## begin Supplied entries

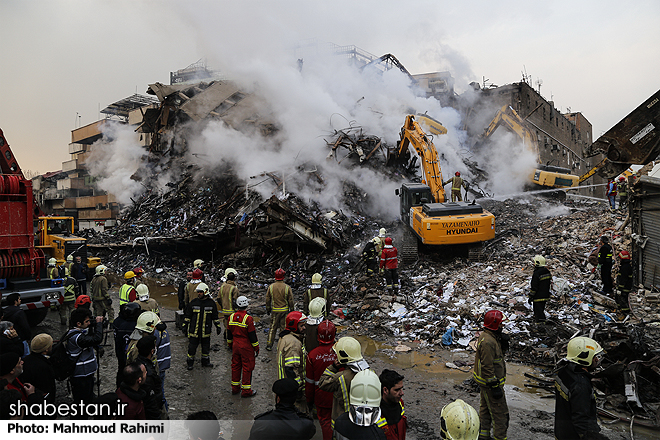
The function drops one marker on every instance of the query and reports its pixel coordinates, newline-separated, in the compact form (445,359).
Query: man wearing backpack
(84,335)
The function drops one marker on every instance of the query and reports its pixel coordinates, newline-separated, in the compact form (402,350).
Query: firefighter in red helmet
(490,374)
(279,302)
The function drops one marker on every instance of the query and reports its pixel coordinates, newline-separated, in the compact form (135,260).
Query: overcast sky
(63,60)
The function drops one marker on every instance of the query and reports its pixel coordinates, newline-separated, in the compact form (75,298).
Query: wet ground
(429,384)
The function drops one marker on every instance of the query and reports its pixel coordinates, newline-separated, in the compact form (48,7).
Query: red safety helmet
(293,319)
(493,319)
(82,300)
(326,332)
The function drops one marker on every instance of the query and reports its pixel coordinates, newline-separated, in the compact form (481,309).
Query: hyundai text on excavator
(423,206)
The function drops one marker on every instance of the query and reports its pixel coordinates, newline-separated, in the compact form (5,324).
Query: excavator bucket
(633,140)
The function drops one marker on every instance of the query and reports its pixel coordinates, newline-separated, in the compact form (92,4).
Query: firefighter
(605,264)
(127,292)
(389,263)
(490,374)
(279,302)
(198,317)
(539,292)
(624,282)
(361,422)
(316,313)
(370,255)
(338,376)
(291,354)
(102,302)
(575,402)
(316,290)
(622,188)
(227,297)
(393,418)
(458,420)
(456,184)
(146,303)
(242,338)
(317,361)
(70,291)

## end Supplied entries

Objective:
Could you edit the lines above so that each "excavator" becomes "digger", keep everything else the same, and leave the pictures out of your answer?

Exercise answer:
The function drops one marker on every instance of the query and reports its pixel coordinates, newline-separated, in the compact form (445,359).
Query: man wearing backpack
(84,335)
The function drops one marker on every instance of the query and reports its pixel coordinates, newline-separated, in the compact form (402,350).
Query: firefighter in red helmet
(490,374)
(279,302)
The function drops one marker on every instance of the query and reports its pixel coordinates, newline-separated, in the compact form (135,260).
Query: overcast sky
(63,60)
The function drops one marker on every instance of the query and reports its pixel coordinates, newline-separated, in the compact form (75,298).
Query: wet ground
(429,384)
The function drops one marker on every instance of the query and reports its pixel coordinates, newline-separated, in the compact form (48,7).
Query: red safety helmet
(293,319)
(493,319)
(82,300)
(326,332)
The function drops one marker on every instance of the query and reports its pixel coordinates, newline-separated, in the compact form (481,309).
Query: hyundai text on digger
(423,206)
The function drops one marker on every instance of the query and reports its pixel coordinates, newline-separated, in the compact form (5,324).
Query: digger bucket
(633,140)
The function drops one marker on every instance of the query and reports its pixel coordinates, newline-separated, in the compact form (92,4).
Query: firefighter
(605,264)
(127,292)
(389,263)
(490,374)
(279,302)
(198,317)
(539,292)
(624,282)
(361,422)
(316,313)
(370,255)
(338,376)
(291,354)
(102,302)
(575,402)
(316,290)
(622,188)
(227,297)
(393,418)
(458,420)
(456,184)
(146,303)
(242,338)
(317,361)
(70,291)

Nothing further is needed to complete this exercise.